- **STATED PROBLEM**
How many lines in the records below contain the word "oval"? Reply with the number alone.

- **DATA PROVIDED**
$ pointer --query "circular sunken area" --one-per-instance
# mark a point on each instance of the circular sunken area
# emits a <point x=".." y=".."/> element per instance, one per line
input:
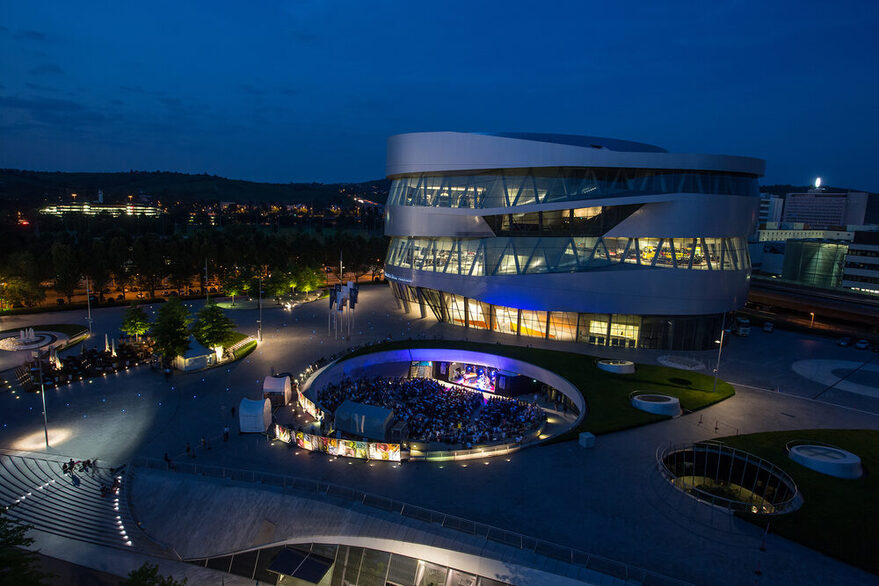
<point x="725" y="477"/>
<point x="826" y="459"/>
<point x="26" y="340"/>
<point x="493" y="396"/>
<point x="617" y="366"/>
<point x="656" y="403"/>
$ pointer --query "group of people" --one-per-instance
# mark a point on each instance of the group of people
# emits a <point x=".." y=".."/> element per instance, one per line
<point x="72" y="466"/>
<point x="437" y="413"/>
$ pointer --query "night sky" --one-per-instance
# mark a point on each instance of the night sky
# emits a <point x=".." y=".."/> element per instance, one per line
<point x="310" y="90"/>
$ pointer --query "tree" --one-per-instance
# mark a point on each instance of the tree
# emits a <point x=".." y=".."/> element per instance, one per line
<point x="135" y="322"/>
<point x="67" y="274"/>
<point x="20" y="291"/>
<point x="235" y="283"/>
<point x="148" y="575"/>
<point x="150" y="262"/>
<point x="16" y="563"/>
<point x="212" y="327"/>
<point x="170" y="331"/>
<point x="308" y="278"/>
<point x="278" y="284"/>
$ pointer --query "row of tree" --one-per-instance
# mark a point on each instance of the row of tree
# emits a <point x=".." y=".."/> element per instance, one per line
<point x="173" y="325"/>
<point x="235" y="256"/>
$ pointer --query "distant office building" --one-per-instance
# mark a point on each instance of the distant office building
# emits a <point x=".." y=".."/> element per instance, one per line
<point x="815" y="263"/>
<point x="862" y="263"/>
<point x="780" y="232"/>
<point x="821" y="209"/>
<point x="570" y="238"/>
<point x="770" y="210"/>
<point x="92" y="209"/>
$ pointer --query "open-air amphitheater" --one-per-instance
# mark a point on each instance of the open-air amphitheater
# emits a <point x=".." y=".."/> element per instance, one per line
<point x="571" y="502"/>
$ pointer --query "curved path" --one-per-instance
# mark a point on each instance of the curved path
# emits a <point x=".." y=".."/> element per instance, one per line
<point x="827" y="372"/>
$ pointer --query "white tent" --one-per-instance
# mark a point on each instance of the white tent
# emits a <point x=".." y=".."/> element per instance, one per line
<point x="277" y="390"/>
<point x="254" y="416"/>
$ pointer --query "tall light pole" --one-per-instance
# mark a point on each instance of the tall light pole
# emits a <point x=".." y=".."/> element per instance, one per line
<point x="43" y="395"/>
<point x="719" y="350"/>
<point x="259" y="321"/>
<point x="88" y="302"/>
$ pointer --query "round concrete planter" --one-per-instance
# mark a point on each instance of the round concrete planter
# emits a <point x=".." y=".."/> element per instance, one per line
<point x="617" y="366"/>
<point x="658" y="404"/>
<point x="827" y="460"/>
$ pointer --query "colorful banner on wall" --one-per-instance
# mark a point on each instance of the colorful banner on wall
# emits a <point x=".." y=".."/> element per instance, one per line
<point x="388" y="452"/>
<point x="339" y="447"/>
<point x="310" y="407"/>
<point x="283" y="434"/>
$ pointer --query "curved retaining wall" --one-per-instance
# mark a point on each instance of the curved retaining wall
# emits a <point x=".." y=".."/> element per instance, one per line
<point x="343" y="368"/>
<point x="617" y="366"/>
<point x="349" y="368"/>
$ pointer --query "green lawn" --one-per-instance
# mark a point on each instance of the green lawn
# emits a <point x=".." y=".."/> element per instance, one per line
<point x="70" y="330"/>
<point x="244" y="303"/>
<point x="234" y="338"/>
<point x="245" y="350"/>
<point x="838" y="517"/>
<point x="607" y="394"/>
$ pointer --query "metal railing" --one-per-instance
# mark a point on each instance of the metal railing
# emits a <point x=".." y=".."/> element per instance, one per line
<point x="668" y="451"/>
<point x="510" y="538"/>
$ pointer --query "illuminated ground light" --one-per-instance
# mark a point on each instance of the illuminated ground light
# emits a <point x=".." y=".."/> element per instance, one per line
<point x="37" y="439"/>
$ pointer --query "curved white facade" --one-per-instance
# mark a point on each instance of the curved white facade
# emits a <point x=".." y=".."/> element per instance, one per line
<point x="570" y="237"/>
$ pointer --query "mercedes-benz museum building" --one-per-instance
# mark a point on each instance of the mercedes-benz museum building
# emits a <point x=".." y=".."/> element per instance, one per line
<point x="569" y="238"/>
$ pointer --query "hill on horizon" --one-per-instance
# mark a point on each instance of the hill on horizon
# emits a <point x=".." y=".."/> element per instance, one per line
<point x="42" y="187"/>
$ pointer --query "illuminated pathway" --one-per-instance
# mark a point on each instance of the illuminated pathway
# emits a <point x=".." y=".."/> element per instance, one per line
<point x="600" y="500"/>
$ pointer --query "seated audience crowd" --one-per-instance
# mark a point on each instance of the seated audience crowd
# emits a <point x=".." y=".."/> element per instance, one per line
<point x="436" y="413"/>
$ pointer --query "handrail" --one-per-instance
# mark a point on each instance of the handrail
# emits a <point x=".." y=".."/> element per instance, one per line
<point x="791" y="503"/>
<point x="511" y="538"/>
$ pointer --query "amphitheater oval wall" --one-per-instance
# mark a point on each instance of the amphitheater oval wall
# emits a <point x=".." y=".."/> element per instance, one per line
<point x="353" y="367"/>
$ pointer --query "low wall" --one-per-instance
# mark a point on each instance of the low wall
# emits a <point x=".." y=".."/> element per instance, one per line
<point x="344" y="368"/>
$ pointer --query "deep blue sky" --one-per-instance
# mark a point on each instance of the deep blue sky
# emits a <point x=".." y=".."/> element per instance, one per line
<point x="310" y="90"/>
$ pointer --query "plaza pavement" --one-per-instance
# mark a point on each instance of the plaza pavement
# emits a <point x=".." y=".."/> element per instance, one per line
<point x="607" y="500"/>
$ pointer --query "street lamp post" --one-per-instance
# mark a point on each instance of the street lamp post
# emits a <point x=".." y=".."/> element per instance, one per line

- **EXERCISE SOLUTION**
2